STATED PROBLEM:
Pick out every line of the material below that contains the string "person", and copy each such line in full.

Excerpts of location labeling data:
--- START ---
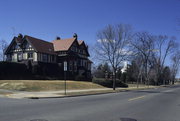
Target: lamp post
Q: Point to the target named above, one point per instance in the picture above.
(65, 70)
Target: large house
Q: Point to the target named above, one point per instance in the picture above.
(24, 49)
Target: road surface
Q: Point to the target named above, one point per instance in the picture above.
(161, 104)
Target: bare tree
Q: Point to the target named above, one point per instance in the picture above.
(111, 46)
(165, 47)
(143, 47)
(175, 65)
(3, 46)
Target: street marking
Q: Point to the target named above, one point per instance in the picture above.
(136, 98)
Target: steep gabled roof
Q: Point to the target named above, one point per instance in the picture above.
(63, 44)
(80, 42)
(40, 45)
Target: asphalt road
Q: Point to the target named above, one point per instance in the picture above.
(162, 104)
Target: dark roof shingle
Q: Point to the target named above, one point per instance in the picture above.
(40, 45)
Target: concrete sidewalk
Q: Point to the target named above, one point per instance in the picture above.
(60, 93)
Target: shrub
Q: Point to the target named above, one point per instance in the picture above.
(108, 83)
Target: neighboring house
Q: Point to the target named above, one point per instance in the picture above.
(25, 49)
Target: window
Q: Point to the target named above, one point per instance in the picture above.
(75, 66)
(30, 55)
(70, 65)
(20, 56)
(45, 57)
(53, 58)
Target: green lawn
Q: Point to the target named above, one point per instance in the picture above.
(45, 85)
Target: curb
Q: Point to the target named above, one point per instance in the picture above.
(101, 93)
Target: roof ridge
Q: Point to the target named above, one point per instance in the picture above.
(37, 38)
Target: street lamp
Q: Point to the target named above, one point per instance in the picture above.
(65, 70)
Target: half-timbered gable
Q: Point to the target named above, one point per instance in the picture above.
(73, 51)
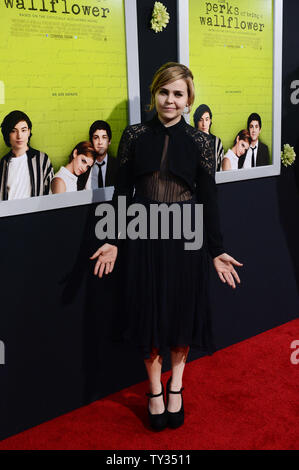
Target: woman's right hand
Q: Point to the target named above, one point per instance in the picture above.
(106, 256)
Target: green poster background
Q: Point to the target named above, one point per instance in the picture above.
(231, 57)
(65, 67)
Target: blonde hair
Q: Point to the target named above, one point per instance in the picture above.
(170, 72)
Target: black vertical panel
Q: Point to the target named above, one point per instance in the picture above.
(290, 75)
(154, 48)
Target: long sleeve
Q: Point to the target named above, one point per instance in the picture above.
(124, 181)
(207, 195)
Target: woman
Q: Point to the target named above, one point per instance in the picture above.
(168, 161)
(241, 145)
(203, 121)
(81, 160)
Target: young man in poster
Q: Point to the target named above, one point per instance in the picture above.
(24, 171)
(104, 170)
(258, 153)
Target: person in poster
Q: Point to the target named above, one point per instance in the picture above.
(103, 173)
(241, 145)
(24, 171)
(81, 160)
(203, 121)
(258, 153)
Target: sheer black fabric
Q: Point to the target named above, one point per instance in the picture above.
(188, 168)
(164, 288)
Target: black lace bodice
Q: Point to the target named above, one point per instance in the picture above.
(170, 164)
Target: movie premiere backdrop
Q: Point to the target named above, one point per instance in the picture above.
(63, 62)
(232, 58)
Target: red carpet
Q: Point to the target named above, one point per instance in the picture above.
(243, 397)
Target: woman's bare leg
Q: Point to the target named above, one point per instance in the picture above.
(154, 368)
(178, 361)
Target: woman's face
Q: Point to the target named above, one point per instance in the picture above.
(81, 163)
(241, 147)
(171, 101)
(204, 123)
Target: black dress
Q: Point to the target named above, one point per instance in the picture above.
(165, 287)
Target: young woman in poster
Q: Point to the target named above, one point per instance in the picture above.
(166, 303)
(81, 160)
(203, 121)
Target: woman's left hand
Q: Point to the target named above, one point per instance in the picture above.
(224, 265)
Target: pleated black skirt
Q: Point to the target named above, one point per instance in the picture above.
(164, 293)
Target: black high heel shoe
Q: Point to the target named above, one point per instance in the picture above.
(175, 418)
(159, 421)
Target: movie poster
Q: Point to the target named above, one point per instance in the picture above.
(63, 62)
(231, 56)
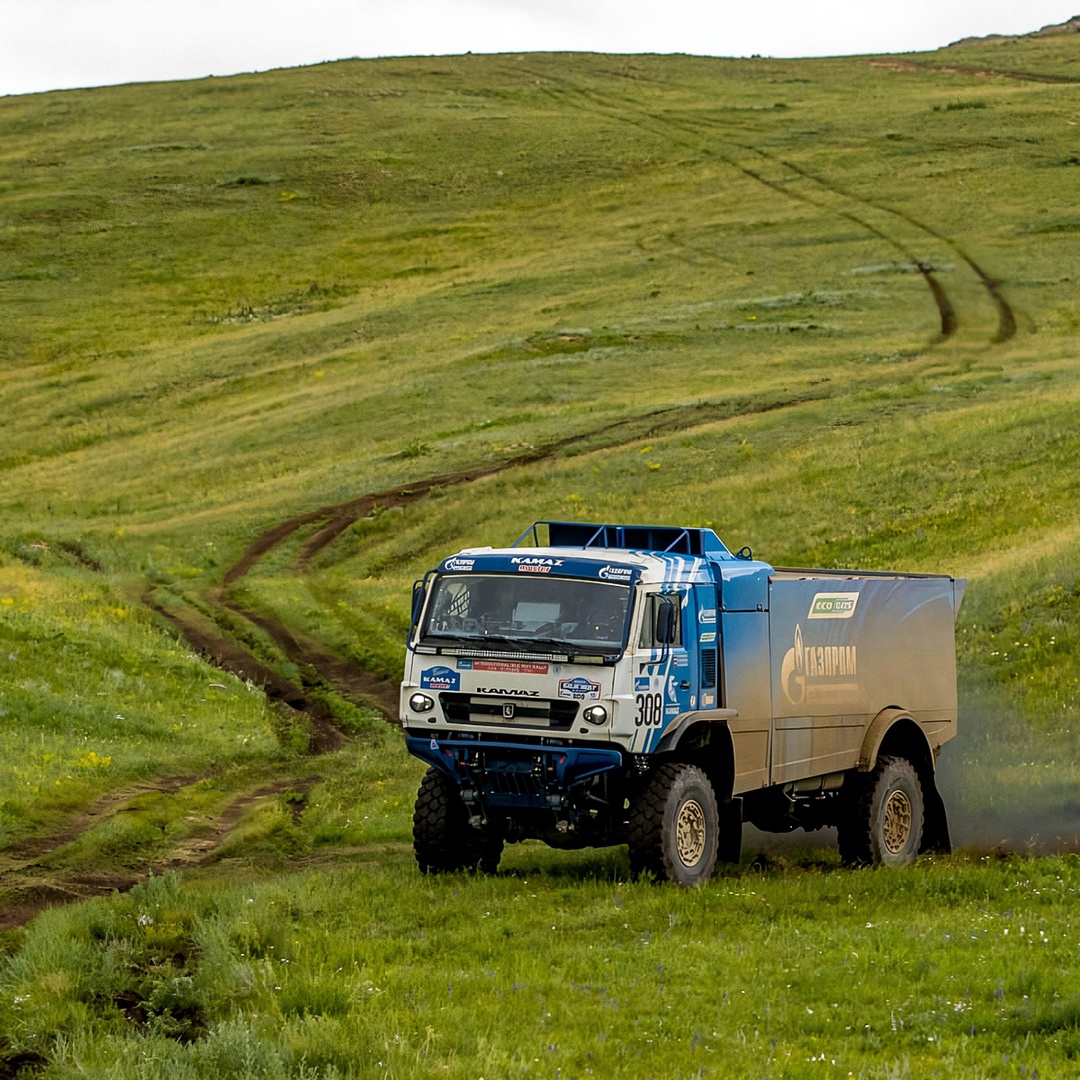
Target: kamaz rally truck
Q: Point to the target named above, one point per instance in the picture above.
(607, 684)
--- END ---
--- START ---
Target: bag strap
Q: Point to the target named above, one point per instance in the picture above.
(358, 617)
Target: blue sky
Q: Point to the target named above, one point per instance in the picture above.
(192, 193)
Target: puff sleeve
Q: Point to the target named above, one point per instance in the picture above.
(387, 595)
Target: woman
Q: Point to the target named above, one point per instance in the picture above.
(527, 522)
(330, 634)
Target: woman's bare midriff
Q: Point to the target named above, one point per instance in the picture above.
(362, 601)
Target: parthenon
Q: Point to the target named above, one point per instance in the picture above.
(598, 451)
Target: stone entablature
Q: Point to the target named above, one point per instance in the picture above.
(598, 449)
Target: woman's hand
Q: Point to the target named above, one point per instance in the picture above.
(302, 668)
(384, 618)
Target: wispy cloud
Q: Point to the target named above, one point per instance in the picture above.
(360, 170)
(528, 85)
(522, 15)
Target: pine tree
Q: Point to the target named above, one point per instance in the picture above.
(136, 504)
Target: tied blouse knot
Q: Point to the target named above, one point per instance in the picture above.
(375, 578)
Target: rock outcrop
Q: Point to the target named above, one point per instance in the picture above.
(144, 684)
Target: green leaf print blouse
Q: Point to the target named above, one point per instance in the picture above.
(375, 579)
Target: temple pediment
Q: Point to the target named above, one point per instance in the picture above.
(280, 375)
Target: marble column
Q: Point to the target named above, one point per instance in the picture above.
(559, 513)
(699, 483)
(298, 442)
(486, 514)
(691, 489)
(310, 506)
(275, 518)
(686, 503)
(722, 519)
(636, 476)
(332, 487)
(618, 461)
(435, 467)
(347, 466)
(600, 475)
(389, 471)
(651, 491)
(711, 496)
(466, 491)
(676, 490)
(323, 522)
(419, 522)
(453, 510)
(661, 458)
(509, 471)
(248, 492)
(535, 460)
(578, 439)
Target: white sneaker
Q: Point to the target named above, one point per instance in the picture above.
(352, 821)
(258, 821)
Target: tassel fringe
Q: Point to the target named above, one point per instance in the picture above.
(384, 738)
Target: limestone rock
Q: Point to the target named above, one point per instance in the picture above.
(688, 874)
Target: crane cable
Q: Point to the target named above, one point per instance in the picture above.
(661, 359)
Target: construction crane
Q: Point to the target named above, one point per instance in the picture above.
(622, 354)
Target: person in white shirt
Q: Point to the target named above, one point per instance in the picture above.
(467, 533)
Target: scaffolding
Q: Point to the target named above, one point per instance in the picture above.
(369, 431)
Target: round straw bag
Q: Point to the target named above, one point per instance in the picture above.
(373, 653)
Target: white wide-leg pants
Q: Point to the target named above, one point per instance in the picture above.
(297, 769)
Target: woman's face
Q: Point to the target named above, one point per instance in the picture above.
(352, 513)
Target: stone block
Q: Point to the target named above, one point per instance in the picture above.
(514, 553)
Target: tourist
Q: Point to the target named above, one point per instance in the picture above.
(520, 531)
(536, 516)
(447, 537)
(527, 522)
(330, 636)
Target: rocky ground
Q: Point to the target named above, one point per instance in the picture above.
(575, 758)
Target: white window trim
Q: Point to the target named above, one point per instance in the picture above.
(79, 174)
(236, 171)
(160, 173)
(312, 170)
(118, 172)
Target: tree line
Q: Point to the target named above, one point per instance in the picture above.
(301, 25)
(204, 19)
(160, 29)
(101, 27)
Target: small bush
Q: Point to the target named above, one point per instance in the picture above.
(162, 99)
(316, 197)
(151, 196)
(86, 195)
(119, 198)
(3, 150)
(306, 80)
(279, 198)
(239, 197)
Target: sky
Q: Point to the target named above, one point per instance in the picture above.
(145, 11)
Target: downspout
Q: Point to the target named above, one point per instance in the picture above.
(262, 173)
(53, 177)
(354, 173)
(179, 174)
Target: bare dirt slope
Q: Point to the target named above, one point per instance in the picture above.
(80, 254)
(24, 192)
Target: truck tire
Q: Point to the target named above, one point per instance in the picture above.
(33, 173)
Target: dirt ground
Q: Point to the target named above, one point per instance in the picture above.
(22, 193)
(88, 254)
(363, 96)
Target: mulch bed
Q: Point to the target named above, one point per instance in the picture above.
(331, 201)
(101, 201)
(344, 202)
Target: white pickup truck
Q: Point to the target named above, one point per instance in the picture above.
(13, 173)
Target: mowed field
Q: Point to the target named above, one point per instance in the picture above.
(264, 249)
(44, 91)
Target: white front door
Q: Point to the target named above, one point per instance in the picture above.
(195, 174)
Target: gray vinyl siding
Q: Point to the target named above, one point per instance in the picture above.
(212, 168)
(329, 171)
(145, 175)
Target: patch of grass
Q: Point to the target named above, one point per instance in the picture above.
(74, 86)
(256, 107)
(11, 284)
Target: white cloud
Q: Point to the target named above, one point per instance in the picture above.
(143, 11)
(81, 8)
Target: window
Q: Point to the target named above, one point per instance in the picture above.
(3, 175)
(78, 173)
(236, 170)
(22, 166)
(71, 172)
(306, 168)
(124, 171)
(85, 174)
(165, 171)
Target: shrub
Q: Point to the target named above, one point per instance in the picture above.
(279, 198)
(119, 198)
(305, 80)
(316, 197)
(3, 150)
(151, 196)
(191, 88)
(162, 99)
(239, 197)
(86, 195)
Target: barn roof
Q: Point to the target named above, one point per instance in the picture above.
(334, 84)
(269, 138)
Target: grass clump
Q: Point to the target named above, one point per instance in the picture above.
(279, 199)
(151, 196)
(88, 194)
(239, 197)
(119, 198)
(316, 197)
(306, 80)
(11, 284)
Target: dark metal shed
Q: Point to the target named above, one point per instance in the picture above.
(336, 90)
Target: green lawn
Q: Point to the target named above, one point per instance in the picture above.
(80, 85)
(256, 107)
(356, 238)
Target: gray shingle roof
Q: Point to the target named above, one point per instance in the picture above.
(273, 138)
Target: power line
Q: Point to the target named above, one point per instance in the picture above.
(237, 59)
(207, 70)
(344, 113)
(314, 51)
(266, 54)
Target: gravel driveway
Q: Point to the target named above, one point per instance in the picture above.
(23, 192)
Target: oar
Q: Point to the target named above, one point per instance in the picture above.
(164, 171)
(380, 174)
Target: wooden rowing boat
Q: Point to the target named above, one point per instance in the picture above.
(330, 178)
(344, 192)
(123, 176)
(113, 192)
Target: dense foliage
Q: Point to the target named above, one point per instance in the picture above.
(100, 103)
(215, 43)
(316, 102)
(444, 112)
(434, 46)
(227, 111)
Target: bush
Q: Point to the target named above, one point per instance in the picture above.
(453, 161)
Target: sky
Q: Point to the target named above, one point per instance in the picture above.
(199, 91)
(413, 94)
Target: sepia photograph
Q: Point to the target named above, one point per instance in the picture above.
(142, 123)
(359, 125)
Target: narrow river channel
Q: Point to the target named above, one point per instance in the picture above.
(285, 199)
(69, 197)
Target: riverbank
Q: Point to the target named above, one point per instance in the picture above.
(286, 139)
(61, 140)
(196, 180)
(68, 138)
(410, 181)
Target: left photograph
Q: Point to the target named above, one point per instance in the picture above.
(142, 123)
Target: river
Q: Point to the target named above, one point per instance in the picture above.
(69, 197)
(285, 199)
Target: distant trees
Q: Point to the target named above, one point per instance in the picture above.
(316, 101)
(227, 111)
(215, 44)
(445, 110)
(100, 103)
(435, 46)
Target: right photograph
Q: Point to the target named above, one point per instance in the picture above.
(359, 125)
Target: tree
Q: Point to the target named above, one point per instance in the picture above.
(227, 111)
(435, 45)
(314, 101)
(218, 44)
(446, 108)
--- END ---
ANSWER IN FULL:
Target: person in poster
Target: person in white shirt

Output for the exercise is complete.